# Instructions for the task:
The output must match the entries below exactly.

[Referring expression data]
- - -

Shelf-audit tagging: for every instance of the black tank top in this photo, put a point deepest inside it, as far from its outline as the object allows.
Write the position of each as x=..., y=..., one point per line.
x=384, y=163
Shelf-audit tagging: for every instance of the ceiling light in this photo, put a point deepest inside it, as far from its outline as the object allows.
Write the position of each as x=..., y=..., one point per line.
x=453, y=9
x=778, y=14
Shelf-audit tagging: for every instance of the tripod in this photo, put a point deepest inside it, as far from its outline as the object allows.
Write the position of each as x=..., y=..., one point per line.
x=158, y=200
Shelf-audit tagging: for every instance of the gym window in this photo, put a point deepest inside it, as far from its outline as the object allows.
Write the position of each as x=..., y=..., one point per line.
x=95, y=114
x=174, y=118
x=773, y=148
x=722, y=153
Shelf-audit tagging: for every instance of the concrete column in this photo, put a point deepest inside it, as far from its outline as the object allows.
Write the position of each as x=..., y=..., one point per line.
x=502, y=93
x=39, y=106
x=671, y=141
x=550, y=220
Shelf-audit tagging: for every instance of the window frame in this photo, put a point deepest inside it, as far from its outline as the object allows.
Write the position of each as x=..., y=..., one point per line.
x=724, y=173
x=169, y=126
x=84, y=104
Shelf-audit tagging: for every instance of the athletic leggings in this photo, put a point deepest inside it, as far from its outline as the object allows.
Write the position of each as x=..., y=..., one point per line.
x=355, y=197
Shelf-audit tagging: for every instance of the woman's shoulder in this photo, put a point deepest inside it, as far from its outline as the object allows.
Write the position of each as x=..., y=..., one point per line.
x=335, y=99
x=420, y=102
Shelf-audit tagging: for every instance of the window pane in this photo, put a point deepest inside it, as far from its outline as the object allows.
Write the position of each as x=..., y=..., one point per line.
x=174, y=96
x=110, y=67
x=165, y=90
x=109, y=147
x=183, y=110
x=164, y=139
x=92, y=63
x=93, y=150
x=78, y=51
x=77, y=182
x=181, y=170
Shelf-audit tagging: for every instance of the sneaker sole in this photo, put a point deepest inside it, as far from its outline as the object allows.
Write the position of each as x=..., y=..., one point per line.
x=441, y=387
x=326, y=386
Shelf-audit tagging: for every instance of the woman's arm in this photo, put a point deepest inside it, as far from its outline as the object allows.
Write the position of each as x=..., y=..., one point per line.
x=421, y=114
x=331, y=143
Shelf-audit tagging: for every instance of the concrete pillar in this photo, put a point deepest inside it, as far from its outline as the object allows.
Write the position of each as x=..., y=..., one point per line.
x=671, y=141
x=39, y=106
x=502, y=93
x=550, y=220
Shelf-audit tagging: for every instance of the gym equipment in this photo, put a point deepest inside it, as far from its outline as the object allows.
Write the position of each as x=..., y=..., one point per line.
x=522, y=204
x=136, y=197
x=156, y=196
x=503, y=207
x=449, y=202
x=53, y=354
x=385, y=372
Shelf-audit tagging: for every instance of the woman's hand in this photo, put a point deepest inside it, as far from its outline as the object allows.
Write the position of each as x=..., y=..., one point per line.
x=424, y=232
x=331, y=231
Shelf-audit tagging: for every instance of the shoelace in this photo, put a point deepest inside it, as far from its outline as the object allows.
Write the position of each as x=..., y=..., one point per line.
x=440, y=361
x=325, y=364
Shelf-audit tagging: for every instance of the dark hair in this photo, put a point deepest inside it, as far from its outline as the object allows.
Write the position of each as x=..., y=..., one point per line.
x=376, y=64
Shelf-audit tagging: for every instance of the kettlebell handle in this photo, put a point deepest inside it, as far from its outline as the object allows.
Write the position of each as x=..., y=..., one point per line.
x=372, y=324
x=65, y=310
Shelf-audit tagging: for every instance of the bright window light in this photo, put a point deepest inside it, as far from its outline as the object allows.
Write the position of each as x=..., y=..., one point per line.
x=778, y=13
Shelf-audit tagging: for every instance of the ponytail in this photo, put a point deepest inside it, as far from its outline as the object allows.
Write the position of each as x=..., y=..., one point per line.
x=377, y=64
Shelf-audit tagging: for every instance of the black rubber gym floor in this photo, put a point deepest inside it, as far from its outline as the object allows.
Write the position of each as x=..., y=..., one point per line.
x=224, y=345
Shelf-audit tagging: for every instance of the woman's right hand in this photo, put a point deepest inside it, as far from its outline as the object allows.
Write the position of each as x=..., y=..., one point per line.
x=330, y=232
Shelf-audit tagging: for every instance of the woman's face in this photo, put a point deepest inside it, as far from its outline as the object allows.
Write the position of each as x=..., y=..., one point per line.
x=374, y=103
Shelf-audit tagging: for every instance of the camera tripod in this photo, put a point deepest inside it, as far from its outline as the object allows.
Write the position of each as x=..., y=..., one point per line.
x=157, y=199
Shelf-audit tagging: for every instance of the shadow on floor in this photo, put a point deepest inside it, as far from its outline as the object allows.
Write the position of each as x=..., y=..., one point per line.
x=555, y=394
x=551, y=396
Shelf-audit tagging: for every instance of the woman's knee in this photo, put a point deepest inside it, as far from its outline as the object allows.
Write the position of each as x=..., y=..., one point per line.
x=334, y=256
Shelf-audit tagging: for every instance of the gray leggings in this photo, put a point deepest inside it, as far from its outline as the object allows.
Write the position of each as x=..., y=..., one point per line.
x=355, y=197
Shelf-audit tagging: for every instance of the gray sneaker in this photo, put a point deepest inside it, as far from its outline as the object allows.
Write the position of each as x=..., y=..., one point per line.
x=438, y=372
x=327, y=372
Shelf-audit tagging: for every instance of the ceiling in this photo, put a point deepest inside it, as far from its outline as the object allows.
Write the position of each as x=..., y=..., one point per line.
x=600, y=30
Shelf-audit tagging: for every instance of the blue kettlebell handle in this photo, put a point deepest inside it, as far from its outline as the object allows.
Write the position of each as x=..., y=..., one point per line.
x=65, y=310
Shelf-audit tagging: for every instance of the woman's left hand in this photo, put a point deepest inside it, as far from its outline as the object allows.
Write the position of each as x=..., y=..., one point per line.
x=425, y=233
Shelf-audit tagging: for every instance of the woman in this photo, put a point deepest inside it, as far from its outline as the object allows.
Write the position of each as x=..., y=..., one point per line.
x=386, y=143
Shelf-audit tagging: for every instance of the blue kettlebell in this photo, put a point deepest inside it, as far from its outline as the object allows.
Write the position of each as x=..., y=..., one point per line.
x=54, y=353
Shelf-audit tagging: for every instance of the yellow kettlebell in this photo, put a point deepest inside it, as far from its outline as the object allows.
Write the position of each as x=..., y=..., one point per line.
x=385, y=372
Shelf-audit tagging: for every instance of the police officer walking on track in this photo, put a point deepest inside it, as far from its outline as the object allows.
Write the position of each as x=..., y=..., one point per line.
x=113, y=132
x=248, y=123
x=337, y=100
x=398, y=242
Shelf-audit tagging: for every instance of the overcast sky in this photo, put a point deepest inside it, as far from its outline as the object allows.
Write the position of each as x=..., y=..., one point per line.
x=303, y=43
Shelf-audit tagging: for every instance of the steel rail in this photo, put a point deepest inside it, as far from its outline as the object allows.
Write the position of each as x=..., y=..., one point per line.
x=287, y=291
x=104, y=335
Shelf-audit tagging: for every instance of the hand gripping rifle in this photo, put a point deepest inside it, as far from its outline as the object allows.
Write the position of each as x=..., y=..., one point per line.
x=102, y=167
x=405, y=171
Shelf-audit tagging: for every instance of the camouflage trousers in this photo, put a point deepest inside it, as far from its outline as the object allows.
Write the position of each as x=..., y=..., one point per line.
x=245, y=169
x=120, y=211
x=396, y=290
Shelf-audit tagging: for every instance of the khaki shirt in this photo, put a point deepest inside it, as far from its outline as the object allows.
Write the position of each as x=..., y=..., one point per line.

- - -

# Answer section:
Shelf-audit tagging: for every instance of the black tank top in this photo, put a point deepest inside it, as far from its outline as the object allows.
Write the position of each as x=..., y=..., one point per line.
x=384, y=163
Shelf-audit tagging: for every instance of the ceiling light in this photo, put a point deepest inside it, as far from its outline as the object allows.
Write the position of each as x=..., y=..., one point per line.
x=453, y=9
x=778, y=14
Shelf-audit tagging: for every instance of the tripod in this photo, put a point deepest inside it, as far from its outline as the object allows.
Write the position of each as x=..., y=..., one point per line.
x=158, y=200
Shelf-audit tagging: for every instance of the gym window in this photo, put a point deepest inside it, as far from its outline as the object allows.
Write the position of each as x=..., y=..., one point per line.
x=95, y=114
x=174, y=118
x=773, y=148
x=722, y=153
Shelf-audit tagging: for every instance of the concrete column in this photo, put a point deepest inside it, as far from its outline as the object allows.
Write the position of each as x=..., y=..., one point per line.
x=502, y=93
x=39, y=106
x=671, y=141
x=550, y=220
Shelf-audit tagging: for every instance of the window frame in this photo, put a point deepest inside it, as far from its outline as the object allows.
Write the position of each as x=..., y=..., one point per line.
x=724, y=173
x=169, y=126
x=84, y=104
Shelf-audit tagging: for every instance of the athletic leggings in this photo, put a point deepest inside it, as far from its outline as the object allows.
Write the position of each as x=..., y=..., one point per line.
x=355, y=197
Shelf-audit tagging: for every instance of the woman's shoulder in this photo, put a point deepest inside it, as far from its outline as the object allows.
Write the position of each as x=..., y=..., one point per line.
x=335, y=99
x=420, y=102
Shelf-audit tagging: for every instance of the window pane in this photo, put a point deepest inside it, as far from its outline as the object allows.
Write the position of each as x=..., y=..., one point per line.
x=174, y=96
x=110, y=67
x=165, y=90
x=109, y=147
x=183, y=110
x=164, y=139
x=92, y=63
x=93, y=150
x=78, y=51
x=77, y=182
x=181, y=170
Shelf-audit tagging: for every instance of the sneaker sole in this photo, put a point deepest inside it, as far from its outline as the object allows.
Write the position of each as x=..., y=..., one point per line.
x=441, y=387
x=326, y=386
Shelf-audit tagging: for every instance of the woman's arm in this photo, put a point deepest inside it, as far from its outline as the object allows.
Write the position of each as x=..., y=..., one point per line.
x=421, y=114
x=331, y=143
Shelf-audit tagging: for every instance of the concrete pillar in this photo, put a point deepest inside it, as far from its outline as the object allows.
Write the position of each as x=..., y=..., one point per line.
x=671, y=141
x=39, y=106
x=502, y=93
x=550, y=220
Shelf-audit tagging: for every instance of the gym equipment in this photo, put a point deepest inside it, as far from its outline as the object allows.
Write the position of each as x=..., y=..., one point per line.
x=522, y=204
x=136, y=197
x=156, y=196
x=503, y=207
x=449, y=202
x=53, y=354
x=385, y=372
Shelf-audit tagging: for every instance of the woman's hand in this photo, put a point deepest inside it, as far from its outline as the object allows.
Write the position of each as x=..., y=..., one point per line.
x=424, y=232
x=331, y=231
Shelf-audit tagging: for every instance of the shoelace in this photo, put a point deepest inside it, as far from its outline as the object allows.
Write the position of each as x=..., y=..., one point per line.
x=440, y=361
x=325, y=364
Shelf-audit tagging: for every instance of the dark hair in this photo, put a point deepest inside it, as far from its outline as the object allows.
Write the position of each as x=..., y=..., one point per line.
x=376, y=64
Shelf-audit tagging: for every instance of the kettlebell handle in this photo, put a point deepest inside it, as far from its outline as the object allows.
Write the position of each as x=..., y=..., one point per line.
x=372, y=324
x=65, y=310
Shelf-audit tagging: for every instance of the bright window light in this photo, put a point deepest inside it, as far from its outline as the object allows.
Write the position of each as x=..., y=..., one point per line.
x=778, y=13
Shelf-audit tagging: for every instance of the ponytail in this photo, put a point deepest inside it, as far from its outline as the object allows.
Write the position of each as x=..., y=..., one point per line.
x=377, y=64
Shelf-audit tagging: for every instance of the black rubber gym floor in this photo, put a point deepest inside it, as far from its outline as the object allows.
Write the position of each as x=..., y=..., one point per line.
x=224, y=345
Shelf-audit tagging: for every instance of the woman's right hand in this photo, put a point deepest inside it, as far from its outline as the object allows.
Write the position of each as x=..., y=..., one point per line.
x=330, y=232
Shelf-audit tagging: for every instance of the woman's face in this photo, put a point deepest inside it, as far from its outline as the object allows.
Write the position of each as x=..., y=..., one point per line.
x=374, y=103
Shelf-audit tagging: for every instance of the camera tripod in this photo, put a point deepest inside it, as far from its outline as the object allows.
Write the position of each as x=..., y=..., one point per line.
x=157, y=199
Shelf-audit tagging: for every instance of the shadow on floor in this photo, put a point deepest inside it, as far from its outline as the object allows.
Write the position of each as x=..., y=..., one point per line.
x=555, y=394
x=551, y=396
Shelf-audit tagging: for every instance of the woman's knee in this photo, put a point deepest inside it, as far from its outline as the object allows.
Write the position of each as x=..., y=..., one point per line.
x=334, y=256
Shelf-audit tagging: for every instance of the gray leggings in this photo, put a point deepest inside it, as far from its outline as the object allows.
Write the position of each as x=..., y=..., one point per line.
x=355, y=197
Shelf-audit tagging: for every instance of the gray sneaker in this photo, put a point deepest inside it, as far from its outline as the object allows.
Write the position of each as x=..., y=..., one point per line.
x=438, y=372
x=327, y=372
Shelf-audit tagging: for every instance of the ceiling in this photo, put a point deepest inside it, as far from its outline as the object allows.
Write the position of each as x=..., y=..., one point per line.
x=600, y=30
Shelf-audit tagging: for every instance of the blue kettlebell handle in this photo, put a point deepest inside it, as far from its outline as the object allows.
Write the position of each as x=..., y=..., one point per line.
x=65, y=310
Shelf-audit tagging: for every instance of the woman's left hand in this photo, put a point deepest inside it, as far from its outline as the object allows.
Write the position of each as x=..., y=..., one point per line.
x=425, y=233
Shelf-audit tagging: for every instance of the woman in this photo, put a point deepest inside it, as far from its outline as the object allows.
Write the position of each as x=..., y=..., one point per line.
x=386, y=143
Shelf-audit tagging: for every instance of the blue kettlebell in this photo, put a point deepest inside it, as far from its outline as the object allows.
Write the position of each as x=..., y=..., one point per line.
x=54, y=353
Shelf-audit tagging: for every instance of the yellow kettlebell in this photo, put a point deepest inside it, as far from its outline as the object allows.
Write the position of each as x=..., y=..., one point per line.
x=385, y=372
Shelf-audit tagging: for every instance of the police officer walking on track in this photo, put a point deepest inside it, as far from its outline as the object allows.
Write the position of each as x=..., y=..., one point per line.
x=113, y=132
x=248, y=123
x=337, y=100
x=398, y=242
Shelf-audit tagging: for every instance of the overcast sky in this photo, put a point deepest inside it, as far from its outline as the object allows.
Write the position of each as x=..., y=..., one point per line.
x=303, y=43
Shelf-audit tagging: for every instance of the steel rail in this photo, put a point deepest inside it, as far from its outline as the object allows.
Write the position of each as x=..., y=..., one point per line.
x=287, y=291
x=104, y=335
Shelf-audit tagging: for every instance of the hand gripping rifle in this photo, put a point deepest inside it, as far from its outline as the object allows.
Write the position of each as x=..., y=..., one point per line.
x=102, y=167
x=405, y=171
Shelf-audit tagging: for every instance of the camouflage trousers in this photo, put a point deepest inside it, as far from its outline as the object allows.
Write the position of each as x=..., y=..., one point per line.
x=245, y=169
x=120, y=211
x=396, y=290
Shelf-audit tagging: for every instance of the khaki shirt in this photo, put a point deepest inside it, as far from its outline as the object allows.
Write the position of each as x=..., y=..., one point per line.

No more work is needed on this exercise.